------ Text

A lot of studies on spin clusters have just addressed the most stable state, i.e., the lowest spin state, but had less interest in metastable states with higher spin. Note that the shape of atomic clusters strongly depends on the spin state of each atom. Figure 1 shows the case of Rb4 as an example. The four spin-polarized Rb atoms form a parallelogram cluster when S = 0, while a square cluster when S = 1. The different geometries of Cs n clusters with n = 2–8 have been calculated with Gaussian 98 (Srinivas et al. 2007). The density-functional study with the BPW91 functional (Becke 1988; Perdew and Wang 1992) indicates that the coupling in the highest spin state is impossible even in the dimer. It is not true because the dimer with S = 1 is experimentally observed (Fioretti et al. 1998). The error is due to the use of a less-accurate expression of the exchange-correlation potential. To improve simulations with respect to higher spin states, we use the UB3LYP functional involving a more accurate formula of the exchange-correlation potential (Lee et al. 1988). In this paper, the characteristics of alkali-metal-atom spin clusters are systematically examined for all stable isotopes of Li, Na, K, Rb, and Cs using Gaussian 03 (Frisch et al. 2003) associated with its graphical user interface GaussView 03.
Self-organization of four Rb atoms under spin polarization. Each Rb atom has either up-spin or down-spin. The motif of the cluster is parallelogram in the singlet (S = 0) state, while square in the triplet (S = 1) state, where S is the total spin of the system. The blue cloud drawn on the right-hand side represents the density distribution of the peripheral electrons. (Color figure online)
Computational approach
Spin-exchange and correlation interactions are considered on the basis of the typical density-functional theory. Under the local density approximation and the generalized gradient approximation, the exchange and correlation energies are expressed as a functional of both the density function and its gradient at a point in space (Parr et al. 1989). The UB3LYP hybrid functional, which consists of three exchange terms coupled by Becke’s three parameters and the Lee-Yang-Parr correlation term (Lee et al. 1988; Mielich et al. 1989; Becke 1993) is employed for conducting harmonic vibrational calculations and determining an optimal motif of each cluster. For Li n , Na n , and K n , all-electron calculations are performed using the 6-311+G(3df) basis set with the largest triply split-valence with polarization functions. On the other hand, for Rb n and Cs n composed of heavier atoms, the peripheral-electron calculations are performed using the LANL2DZ basis set, where the contribution of inner electrons is approximated by double-\(\zeta\)-type effective core potentials (Handy et al. 1984; Wadt and Hay 1985; Nicklass et al. 1995).
In the following calculations, we consider from dimers to octamers that consist of the most abundant atomic species among stable isotopes, i.e., 7Li n , 23Na n , 39K n , 85Rb n , and 133Cs n with n = 2–8. We also examined 6Li n , 40K n , 41K n , and 87Rb n . As a result, the motif, the binding energy, and the bond length, they are discussed below, were almost the same among the clusters composed of a different isotope of the same atomic species. So, we simply denote 7Li n , 23Na n , 39K n , 85Rb n , and 133Cs n just as Li n , Na n , K n , Rb n , and Cs n , and will describe about these essential clusters hereafter.

------------
------ Provided data

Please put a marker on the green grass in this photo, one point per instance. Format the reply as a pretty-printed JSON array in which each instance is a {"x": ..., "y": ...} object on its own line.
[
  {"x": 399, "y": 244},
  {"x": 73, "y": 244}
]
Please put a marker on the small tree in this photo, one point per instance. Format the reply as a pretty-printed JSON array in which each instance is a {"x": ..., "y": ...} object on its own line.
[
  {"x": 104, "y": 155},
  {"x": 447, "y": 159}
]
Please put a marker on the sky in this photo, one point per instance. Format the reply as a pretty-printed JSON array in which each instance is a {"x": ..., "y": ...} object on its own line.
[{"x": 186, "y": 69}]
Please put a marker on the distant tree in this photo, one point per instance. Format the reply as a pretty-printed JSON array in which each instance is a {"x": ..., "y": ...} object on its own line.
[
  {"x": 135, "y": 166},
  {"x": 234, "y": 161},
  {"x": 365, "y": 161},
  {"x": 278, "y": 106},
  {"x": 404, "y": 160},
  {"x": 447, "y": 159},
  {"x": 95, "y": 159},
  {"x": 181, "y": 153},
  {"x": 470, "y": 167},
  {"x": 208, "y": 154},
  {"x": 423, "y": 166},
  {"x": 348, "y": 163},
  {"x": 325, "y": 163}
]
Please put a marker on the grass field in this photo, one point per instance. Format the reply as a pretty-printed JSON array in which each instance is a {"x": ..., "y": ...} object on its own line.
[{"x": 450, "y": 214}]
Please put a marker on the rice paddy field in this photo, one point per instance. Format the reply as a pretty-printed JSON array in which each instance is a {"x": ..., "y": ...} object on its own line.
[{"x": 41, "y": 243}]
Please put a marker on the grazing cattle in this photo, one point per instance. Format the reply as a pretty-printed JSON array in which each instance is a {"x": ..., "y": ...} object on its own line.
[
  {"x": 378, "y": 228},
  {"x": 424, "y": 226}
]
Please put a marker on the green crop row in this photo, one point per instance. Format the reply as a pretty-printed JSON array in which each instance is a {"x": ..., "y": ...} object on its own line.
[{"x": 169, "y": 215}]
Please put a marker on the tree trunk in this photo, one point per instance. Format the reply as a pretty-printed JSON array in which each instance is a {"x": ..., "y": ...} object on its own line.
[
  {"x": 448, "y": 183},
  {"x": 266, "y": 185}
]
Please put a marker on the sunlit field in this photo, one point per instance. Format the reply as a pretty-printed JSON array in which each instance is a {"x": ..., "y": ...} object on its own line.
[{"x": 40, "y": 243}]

------------

= Instructions =
A. Answer these questions using the spin cluster text, one line per answer, marked as below:
(i) What shape do the four spin-polarized Rb atoms form when S = 1?
(ii) Which basis set is used for the Rb and Cs clusters?
(iii) Besides the most abundant isotopes, which isotopes were also examined?
B. For each statement, say yes or no depending on whether it agrees with the spin cluster text, and quote the words from the text that decide it:
(i) The BPW91 study's finding about the dimer is consistent with experiment.
(ii) All-electron calculations are performed for the K clusters.
(iii) The calculations cover clusters from dimers to octamers.

= Task results =
A.
(i) A square.
(ii) The LANL2DZ basis set.
(iii) 6Li, 40K, 41K, and 87Rb.

B.
(i) No: "It is not true because the dimer with S = 1 is experimentally observed"
(ii) Yes: "For Li n , Na n , and K n , all-electron calculations are performed using the 6-311+G(3df) basis set"
(iii) Yes: "we consider from dimers to octamers"